### PAGE TEXT
Dehradun sewage pollutes Ganga, says report
Pollution control board finds water at 7 points above Lakshman Jhula to be of best qualityUpdated: Feb 10, 2018 21:01 IST
Untreated sewage from Dehradun that enters the Ganga near Rishikesh pollutes the river, said a report of the Uttarakhand Environment Protection and Pollution Control Board (UEPPCB).
“Song river that flows through Dehradun enters river Ganga near Lakshman Jhula (close to Rishikesh town). The water quality (of Ganga) before this point is best. But, we realised the untreated sewage flowing in Song river enters the Ganga and causes water pollution,” said SP Subuddhi, member secretary of UEPPCB.
The Uttarakhand government has demanded that the Centre provide Rs 200 crore to establish sewage treatment plants (STPs) in Dehradun.
Under the National Mission for Clean Ganga (NMCG), the state pollution control board monitors the river water. Of 15 spots between Gangotri and Haridwar studied, water in only 7 places above Lakshman Jhula was found to be of best quality and fit for drinking.
Water samples collected from Gangotri, Rudraprayag -- confluence of Alaknanda and Mandakini -- and Devprayag, where Alaknanda and Bhagirathi rivers meet, were deemed to be of A quality on the standards set by the Central Pollution Control Board (CPCB).

### RECORD EXTRACTS

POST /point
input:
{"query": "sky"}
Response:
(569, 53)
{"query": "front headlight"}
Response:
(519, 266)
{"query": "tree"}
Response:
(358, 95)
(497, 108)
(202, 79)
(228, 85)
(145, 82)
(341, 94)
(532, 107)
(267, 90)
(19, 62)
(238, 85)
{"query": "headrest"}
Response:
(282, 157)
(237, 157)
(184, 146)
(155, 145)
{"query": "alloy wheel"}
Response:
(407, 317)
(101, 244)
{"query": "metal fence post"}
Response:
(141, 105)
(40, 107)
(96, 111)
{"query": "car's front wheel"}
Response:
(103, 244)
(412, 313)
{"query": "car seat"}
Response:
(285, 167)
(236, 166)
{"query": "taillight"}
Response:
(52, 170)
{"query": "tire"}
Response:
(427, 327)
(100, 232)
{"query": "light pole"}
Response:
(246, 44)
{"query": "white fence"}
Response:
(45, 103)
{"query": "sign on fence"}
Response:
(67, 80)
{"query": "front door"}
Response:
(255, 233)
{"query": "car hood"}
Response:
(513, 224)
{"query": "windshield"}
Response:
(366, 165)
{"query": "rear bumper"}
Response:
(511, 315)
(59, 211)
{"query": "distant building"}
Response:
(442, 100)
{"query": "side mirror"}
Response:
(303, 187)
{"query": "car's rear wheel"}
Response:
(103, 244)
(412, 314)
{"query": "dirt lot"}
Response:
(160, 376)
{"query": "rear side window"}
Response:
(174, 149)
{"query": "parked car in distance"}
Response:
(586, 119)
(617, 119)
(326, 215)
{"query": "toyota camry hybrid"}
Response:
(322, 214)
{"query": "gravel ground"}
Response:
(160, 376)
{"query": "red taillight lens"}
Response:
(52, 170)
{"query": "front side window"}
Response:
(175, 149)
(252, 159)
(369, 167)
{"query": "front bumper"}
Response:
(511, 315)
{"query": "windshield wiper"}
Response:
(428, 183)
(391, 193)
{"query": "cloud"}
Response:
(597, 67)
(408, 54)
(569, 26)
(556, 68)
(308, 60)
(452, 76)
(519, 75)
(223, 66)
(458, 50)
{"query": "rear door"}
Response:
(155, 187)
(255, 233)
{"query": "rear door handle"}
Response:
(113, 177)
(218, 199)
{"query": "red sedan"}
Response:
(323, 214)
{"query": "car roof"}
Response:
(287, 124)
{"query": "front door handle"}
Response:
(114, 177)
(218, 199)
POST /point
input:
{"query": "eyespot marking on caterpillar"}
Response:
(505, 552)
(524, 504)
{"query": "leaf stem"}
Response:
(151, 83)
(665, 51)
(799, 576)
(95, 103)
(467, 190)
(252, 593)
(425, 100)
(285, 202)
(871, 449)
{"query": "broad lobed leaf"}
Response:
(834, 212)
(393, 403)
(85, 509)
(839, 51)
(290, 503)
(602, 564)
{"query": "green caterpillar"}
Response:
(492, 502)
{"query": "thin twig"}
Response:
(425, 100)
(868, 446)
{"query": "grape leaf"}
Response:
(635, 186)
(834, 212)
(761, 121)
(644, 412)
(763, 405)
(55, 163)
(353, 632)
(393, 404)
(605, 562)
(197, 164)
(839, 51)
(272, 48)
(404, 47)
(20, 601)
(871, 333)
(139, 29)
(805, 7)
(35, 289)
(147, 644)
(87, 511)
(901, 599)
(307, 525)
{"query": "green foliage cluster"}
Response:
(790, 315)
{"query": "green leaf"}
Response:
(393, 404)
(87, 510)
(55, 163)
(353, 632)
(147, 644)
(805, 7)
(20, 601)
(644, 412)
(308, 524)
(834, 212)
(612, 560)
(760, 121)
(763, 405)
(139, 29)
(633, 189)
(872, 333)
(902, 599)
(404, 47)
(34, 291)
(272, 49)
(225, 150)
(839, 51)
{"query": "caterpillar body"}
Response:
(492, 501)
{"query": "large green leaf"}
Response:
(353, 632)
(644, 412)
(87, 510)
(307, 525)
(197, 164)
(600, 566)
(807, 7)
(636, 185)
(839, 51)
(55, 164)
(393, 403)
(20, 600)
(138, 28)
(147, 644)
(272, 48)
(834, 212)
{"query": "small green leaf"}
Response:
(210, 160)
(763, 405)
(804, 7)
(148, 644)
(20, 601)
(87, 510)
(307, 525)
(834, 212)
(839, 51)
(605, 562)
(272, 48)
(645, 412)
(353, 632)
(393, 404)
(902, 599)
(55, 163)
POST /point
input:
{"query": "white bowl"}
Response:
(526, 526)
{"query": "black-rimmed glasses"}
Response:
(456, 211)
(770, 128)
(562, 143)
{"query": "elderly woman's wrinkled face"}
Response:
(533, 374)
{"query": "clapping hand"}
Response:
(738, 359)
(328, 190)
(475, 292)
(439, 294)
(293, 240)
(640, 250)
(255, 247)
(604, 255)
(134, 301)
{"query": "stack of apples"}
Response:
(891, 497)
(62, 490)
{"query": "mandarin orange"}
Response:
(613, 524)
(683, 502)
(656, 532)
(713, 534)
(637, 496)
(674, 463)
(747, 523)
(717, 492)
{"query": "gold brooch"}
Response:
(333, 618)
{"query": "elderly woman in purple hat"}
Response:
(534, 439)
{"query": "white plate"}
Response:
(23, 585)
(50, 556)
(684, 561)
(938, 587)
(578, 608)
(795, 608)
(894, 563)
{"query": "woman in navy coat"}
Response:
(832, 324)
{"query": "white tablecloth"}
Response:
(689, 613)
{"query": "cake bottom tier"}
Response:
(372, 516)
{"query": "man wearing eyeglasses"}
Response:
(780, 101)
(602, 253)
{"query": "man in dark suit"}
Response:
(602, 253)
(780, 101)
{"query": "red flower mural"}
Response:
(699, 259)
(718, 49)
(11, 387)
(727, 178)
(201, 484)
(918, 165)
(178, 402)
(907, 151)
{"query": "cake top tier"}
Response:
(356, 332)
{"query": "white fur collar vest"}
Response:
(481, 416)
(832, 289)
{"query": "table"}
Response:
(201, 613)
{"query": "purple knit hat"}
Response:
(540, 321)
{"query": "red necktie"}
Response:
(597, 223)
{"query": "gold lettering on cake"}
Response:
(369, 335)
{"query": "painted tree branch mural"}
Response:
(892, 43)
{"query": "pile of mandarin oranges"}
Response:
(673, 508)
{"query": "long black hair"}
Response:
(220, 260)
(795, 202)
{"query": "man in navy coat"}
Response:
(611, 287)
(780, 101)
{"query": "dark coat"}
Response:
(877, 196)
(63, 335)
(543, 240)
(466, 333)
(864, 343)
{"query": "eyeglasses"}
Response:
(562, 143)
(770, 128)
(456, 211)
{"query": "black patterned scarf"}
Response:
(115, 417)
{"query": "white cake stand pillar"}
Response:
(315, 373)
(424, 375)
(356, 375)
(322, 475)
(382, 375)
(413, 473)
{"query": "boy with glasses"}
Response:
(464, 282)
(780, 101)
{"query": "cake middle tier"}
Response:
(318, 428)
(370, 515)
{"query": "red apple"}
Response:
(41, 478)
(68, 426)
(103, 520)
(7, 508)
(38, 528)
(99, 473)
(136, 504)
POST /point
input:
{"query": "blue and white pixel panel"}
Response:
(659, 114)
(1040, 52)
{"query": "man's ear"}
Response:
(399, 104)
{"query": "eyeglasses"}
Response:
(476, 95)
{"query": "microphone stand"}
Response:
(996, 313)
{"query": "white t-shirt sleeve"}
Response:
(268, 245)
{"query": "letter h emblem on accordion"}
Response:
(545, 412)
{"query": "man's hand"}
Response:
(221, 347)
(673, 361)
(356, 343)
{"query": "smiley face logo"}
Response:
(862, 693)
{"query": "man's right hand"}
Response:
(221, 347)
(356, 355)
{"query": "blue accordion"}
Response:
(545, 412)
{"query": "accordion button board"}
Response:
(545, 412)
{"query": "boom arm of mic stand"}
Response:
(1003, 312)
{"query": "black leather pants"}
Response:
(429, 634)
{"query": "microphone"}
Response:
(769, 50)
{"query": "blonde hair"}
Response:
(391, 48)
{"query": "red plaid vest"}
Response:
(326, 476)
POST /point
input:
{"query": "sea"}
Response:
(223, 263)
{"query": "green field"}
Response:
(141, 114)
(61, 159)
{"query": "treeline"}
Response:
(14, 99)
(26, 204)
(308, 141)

### REQUIREMENT 1
Please answer these from the Ganga pollution report, each on its own line:
(a) How many spots between Gangotri and Haridwar were studied?
(b) What amount has the Uttarakhand government asked the Centre to provide?
(c) What post does SP Subuddhi hold?
### REQUIREMENT 2
Reproduce the Ganga pollution report word for word, beginning at "Under the National" and stopping after "fit for drinking.".

### RESPONSE 1
(a) 15
(b) Rs 200 crore
(c) Member secretary of the Uttarakhand Environment Protection and Pollution Control Board (UEPPCB)

### RESPONSE 2
Under the National Mission for Clean Ganga (NMCG), the state pollution control board monitors the river water. Of 15 spots between Gangotri and Haridwar studied, water in only 7 places above Lakshman Jhula was found to be of best quality and fit for drinking.